WORK TO COMPLETE:
All entries should be printed precisely as written.

(Saved entries)
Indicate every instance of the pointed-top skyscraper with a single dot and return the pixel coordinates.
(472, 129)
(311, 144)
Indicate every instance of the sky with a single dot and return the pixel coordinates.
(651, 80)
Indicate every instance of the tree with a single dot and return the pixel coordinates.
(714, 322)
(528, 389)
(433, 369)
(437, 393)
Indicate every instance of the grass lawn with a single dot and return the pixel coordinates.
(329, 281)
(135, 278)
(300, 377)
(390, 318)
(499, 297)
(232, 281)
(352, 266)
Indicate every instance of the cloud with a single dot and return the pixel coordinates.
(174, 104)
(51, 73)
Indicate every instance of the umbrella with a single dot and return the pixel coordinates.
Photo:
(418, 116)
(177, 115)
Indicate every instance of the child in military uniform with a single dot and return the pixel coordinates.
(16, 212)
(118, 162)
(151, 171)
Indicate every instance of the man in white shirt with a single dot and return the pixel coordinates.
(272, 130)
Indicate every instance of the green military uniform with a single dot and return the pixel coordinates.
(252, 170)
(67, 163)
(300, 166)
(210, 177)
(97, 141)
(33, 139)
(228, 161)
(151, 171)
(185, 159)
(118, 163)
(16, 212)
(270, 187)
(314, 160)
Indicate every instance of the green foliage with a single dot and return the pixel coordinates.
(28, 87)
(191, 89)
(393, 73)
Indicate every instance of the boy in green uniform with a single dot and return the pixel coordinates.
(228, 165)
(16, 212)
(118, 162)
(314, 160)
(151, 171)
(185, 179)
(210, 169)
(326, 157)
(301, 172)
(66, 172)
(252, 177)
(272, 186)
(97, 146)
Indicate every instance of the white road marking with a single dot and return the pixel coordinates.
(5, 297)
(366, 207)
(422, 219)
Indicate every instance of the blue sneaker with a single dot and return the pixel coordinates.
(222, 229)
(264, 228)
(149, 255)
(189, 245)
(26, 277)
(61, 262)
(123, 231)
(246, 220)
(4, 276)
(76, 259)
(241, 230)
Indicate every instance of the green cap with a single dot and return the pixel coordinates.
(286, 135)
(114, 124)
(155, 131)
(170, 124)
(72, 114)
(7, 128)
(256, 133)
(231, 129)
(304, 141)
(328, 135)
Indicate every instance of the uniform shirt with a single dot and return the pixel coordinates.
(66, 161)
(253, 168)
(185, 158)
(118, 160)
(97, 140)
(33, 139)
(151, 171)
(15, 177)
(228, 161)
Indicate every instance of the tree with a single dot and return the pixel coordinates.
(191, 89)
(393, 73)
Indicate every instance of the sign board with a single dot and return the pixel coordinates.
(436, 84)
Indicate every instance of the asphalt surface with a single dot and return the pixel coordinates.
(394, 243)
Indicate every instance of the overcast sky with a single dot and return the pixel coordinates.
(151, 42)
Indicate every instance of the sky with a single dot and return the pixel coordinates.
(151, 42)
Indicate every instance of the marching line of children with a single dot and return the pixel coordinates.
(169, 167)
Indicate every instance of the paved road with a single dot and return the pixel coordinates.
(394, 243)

ANSWER TO THIS EXERCISE:
Indicate every instance of the pointed-top skyscraper with a single dot and return the pixel coordinates.
(472, 129)
(311, 144)
Indicate every instance of the sky with a single dot and return the pixel coordinates.
(651, 80)
Indicate every instance of the tree with a single dot and return the pixel coordinates.
(714, 322)
(528, 389)
(433, 369)
(437, 393)
Indicate every instance of the grass lawn with a single dot and return the pixel coordinates.
(329, 281)
(135, 278)
(300, 377)
(390, 318)
(499, 297)
(232, 281)
(352, 266)
Indicate every instance of the cloud with a single dot and return the pixel coordinates.
(174, 104)
(51, 73)
Indicate every instance of the umbrella with a single dot and return the pixel coordinates.
Photo:
(418, 116)
(177, 115)
Indicate every instance of the child in military uniform with a single dot and return the pixel coordinates.
(16, 212)
(118, 162)
(151, 171)
Indicate every instance of the man in white shirt with a single dot and return the pixel coordinates.
(272, 130)
Indicate every instance of the green military uniform with a single dot and return the pixel coordinates.
(252, 170)
(67, 163)
(300, 166)
(210, 177)
(97, 141)
(33, 139)
(228, 161)
(151, 171)
(185, 159)
(118, 163)
(16, 212)
(270, 187)
(314, 160)
Indicate every instance of the green foliage with a single dot and return the pixel coordinates.
(28, 87)
(191, 89)
(393, 73)
Indicate every instance of the boy in green uniform with a single dot and return the pixel coordinates.
(228, 165)
(16, 212)
(118, 162)
(314, 160)
(151, 171)
(185, 179)
(210, 169)
(326, 157)
(301, 172)
(66, 172)
(252, 177)
(272, 186)
(97, 146)
Indicate every instance of the white road marking with a single dot and return the pixel coordinates.
(5, 297)
(366, 207)
(422, 219)
Indicate every instance of the blue sneaker with a single dot and return the pixel coordinates.
(222, 229)
(264, 228)
(149, 255)
(189, 245)
(26, 277)
(61, 262)
(123, 231)
(246, 220)
(4, 276)
(76, 259)
(241, 230)
Indicate every instance of the green cap with a single dot and return the pixel coordinates.
(286, 135)
(114, 124)
(155, 131)
(170, 124)
(72, 114)
(7, 128)
(256, 133)
(231, 129)
(304, 141)
(328, 135)
Indicate every instance of the uniform shirt with a single dot and return the pixel coordinates.
(66, 161)
(253, 168)
(185, 158)
(118, 160)
(97, 140)
(33, 139)
(151, 171)
(15, 177)
(228, 161)
Indicate every instance of the tree with a single dot and return the pixel coordinates.
(191, 89)
(393, 73)
Indicate every instance of the sign board with a single dot and return the pixel coordinates.
(436, 84)
Indicate every instance of the asphalt surface with a single dot and return the pixel coordinates.
(394, 243)
Indicate every instance of the overcast sky with a single dot and return the pixel coordinates.
(151, 42)
Indicate every instance of the sky with a single dot and return the pixel coordinates.
(151, 42)
Indicate every instance of the marching line of children with a single dot and return the pixel coordinates.
(169, 167)
Indicate every instance of the paved road with a single dot and return the pixel coordinates.
(394, 243)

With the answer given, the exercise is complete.